INSTRUCTIONS TO FOLLOW>
Your answer should be one number, the count of lines in the entries holding the word "underside".

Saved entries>
┌──
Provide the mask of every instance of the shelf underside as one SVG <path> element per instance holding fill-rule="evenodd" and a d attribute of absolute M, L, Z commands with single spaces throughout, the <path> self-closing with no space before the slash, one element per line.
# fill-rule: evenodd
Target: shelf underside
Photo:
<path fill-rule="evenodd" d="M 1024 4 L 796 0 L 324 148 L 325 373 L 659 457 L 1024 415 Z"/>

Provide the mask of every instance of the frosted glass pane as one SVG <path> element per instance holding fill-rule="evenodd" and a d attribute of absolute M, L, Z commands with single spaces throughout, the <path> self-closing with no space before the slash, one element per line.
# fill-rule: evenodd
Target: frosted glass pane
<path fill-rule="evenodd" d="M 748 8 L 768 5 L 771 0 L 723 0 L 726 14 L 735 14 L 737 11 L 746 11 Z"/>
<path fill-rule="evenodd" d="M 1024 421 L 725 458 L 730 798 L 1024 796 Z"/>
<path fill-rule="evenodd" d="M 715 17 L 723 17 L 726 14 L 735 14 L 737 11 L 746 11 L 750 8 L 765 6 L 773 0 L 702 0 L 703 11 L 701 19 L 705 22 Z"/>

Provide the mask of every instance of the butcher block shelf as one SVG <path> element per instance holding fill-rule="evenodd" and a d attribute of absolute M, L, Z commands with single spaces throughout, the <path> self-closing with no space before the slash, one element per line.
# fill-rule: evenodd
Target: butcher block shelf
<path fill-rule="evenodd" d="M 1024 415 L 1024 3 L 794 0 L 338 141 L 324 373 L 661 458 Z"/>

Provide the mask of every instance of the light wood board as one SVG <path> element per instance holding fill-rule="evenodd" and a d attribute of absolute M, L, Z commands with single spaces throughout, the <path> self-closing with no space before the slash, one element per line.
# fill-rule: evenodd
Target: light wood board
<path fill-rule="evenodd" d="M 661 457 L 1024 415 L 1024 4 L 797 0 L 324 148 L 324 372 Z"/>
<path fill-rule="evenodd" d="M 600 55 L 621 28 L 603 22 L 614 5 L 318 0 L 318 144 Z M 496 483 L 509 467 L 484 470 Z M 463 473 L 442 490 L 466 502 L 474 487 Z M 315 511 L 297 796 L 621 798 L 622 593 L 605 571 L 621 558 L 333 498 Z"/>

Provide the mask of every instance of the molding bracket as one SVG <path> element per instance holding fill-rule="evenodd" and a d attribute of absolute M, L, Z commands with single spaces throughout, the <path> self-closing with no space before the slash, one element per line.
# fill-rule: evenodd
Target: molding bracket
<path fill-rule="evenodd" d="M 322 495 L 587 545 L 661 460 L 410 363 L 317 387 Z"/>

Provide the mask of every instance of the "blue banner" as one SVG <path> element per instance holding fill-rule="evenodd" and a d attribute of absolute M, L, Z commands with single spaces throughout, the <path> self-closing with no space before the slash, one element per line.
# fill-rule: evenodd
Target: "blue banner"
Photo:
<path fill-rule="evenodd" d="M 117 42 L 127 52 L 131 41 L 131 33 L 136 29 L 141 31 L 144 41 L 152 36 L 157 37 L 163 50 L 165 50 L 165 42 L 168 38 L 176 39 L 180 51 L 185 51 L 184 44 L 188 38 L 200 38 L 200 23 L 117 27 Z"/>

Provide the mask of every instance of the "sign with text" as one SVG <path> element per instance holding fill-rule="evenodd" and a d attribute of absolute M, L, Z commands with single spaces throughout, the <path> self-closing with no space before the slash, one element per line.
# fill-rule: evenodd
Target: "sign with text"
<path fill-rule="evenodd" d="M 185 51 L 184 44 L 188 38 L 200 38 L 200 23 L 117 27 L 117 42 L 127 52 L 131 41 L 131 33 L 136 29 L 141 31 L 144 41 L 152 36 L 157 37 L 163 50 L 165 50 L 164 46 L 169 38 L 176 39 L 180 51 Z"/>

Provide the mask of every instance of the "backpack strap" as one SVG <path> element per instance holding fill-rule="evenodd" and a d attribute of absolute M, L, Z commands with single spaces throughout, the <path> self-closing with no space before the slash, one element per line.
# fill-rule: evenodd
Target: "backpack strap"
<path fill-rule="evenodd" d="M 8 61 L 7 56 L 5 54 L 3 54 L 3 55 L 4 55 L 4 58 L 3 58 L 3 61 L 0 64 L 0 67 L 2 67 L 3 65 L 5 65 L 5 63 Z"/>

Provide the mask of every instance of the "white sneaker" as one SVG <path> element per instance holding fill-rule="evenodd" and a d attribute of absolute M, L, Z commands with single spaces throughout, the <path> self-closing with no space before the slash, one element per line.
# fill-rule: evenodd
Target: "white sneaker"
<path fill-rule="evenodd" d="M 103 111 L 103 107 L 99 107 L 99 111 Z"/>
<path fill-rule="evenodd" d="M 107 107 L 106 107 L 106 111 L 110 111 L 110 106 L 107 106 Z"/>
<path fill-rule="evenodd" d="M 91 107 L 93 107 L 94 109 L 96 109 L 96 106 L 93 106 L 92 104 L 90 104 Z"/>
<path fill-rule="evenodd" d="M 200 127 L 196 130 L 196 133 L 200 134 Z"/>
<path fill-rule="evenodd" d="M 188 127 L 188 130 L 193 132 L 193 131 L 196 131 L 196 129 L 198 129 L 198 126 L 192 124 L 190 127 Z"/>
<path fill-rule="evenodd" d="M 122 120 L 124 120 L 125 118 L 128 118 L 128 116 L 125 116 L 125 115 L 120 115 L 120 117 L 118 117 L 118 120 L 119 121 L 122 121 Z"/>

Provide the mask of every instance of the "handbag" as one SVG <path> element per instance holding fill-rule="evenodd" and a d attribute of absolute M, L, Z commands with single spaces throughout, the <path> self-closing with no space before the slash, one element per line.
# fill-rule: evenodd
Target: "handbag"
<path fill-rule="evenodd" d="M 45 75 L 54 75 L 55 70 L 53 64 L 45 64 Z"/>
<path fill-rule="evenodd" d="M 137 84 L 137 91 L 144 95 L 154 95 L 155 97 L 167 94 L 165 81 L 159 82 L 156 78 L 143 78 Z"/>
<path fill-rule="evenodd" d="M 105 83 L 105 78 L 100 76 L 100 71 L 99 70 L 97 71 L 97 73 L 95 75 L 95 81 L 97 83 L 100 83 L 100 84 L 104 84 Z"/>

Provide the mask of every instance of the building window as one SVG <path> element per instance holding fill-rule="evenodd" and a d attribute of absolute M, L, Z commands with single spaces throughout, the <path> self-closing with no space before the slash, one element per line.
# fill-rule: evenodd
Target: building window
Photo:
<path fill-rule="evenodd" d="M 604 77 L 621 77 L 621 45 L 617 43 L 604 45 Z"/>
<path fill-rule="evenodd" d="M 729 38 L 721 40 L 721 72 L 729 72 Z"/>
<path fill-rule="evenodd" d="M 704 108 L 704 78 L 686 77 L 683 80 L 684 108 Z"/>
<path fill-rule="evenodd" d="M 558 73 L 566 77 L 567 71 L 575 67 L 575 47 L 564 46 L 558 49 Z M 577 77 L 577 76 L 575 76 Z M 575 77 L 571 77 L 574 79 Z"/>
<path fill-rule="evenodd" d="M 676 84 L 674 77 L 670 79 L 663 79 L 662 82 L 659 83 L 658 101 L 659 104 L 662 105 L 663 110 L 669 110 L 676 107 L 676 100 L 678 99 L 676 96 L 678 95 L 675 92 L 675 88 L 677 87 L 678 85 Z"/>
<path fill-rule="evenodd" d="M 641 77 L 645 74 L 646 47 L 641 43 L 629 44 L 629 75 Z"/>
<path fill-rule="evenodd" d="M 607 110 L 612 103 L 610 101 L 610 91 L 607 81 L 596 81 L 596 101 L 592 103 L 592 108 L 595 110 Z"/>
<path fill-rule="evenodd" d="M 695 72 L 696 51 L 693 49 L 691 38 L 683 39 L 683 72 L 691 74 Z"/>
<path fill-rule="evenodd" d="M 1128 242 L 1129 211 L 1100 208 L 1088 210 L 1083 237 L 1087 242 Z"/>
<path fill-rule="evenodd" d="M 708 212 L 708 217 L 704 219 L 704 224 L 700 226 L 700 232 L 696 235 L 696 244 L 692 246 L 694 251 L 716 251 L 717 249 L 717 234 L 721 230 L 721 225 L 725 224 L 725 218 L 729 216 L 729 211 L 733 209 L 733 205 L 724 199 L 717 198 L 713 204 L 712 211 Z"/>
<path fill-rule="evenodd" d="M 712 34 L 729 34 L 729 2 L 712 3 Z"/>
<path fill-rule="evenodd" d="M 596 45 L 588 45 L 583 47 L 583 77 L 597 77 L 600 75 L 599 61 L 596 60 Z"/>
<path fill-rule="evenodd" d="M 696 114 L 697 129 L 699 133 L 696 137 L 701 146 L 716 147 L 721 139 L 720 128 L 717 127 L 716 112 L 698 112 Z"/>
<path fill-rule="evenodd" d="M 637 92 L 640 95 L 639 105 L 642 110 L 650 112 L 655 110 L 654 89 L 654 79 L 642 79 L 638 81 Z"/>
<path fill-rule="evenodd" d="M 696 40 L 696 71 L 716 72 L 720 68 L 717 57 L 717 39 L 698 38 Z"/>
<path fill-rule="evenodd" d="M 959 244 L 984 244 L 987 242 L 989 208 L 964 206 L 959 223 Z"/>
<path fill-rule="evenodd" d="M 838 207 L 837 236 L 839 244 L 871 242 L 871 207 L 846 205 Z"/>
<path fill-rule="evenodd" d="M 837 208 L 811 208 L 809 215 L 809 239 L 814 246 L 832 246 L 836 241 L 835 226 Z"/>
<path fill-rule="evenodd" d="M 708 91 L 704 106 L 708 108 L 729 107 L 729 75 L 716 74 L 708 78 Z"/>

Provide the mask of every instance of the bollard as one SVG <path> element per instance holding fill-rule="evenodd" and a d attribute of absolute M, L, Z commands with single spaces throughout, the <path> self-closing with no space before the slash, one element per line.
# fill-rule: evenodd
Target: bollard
└──
TASK OUTPUT>
2